═══ RECORDS SUPPLIED

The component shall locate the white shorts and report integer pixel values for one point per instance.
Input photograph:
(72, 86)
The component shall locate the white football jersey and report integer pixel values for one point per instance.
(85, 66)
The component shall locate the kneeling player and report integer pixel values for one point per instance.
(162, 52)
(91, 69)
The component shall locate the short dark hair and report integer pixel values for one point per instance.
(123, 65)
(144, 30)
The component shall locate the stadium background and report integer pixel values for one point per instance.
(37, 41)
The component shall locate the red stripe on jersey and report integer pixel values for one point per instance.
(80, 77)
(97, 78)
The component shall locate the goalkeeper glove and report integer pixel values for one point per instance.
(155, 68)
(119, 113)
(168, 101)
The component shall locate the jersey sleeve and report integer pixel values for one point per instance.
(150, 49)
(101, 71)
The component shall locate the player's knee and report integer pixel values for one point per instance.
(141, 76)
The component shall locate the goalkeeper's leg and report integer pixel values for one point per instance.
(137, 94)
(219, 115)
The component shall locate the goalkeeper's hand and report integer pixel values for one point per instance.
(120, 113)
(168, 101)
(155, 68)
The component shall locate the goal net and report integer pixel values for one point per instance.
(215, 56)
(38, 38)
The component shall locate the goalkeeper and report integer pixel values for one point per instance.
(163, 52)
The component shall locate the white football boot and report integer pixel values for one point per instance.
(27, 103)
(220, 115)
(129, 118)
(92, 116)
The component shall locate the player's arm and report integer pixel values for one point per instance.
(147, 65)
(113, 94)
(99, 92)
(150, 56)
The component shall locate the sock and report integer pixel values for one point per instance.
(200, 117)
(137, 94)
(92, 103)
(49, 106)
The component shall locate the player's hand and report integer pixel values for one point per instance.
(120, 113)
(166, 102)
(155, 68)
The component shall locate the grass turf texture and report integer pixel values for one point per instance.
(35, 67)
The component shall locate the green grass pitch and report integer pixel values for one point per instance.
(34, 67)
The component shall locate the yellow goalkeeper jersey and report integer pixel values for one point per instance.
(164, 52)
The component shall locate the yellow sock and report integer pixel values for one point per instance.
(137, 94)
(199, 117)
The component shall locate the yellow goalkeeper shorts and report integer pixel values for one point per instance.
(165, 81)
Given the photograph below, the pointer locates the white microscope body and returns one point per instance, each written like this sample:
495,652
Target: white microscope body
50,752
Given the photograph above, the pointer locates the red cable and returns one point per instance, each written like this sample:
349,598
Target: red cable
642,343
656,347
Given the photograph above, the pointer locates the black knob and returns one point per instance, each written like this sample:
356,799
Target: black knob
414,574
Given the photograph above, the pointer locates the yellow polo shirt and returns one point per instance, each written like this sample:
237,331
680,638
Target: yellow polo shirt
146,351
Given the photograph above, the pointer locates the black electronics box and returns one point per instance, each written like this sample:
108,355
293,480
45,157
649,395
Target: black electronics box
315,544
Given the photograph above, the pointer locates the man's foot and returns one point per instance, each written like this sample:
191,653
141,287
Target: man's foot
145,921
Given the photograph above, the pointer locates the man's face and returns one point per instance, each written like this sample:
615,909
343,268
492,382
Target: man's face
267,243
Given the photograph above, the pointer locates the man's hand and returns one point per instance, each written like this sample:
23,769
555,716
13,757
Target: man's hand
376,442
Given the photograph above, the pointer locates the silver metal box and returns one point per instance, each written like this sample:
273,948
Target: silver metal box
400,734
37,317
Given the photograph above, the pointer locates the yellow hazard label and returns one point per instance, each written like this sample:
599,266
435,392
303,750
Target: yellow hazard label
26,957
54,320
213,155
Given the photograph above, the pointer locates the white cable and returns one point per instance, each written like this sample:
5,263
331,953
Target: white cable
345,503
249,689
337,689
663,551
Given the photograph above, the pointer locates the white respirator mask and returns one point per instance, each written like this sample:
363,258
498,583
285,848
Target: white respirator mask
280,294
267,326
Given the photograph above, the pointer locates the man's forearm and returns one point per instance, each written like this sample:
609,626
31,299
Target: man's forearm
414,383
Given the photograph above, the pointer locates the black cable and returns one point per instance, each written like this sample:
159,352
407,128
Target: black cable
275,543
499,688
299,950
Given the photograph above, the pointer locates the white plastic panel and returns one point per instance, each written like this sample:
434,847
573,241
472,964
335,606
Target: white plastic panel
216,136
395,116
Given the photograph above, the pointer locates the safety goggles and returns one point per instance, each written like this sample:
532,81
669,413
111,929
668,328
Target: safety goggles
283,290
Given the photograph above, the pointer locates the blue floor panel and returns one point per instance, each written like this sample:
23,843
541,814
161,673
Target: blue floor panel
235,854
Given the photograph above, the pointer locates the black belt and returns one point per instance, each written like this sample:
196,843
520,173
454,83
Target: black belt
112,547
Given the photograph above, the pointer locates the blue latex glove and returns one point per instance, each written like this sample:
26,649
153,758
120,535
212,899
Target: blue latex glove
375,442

══════

▶ [YOUR OBJECTIVE]: Copy out word for word every line from the one containing "Given the photograph above, the pointer locates the blue floor" to the last line of the items, including both of those lines.

▶ [RESULT OF THIS TASK]:
Given the photograph above, the pointer locates the blue floor panel and returns one point per instance, each written like this sample:
23,843
541,814
161,673
Target: blue floor panel
235,854
Given the photograph above, the pointer locates the black belt and returns one point per instance, each written like this sample:
196,843
520,173
454,83
Target: black belt
112,547
Given the photograph above, the pointer locates the blue latex glove and returns one point per instance, each written like this sample:
26,649
153,758
120,535
212,899
Target: blue latex glove
375,442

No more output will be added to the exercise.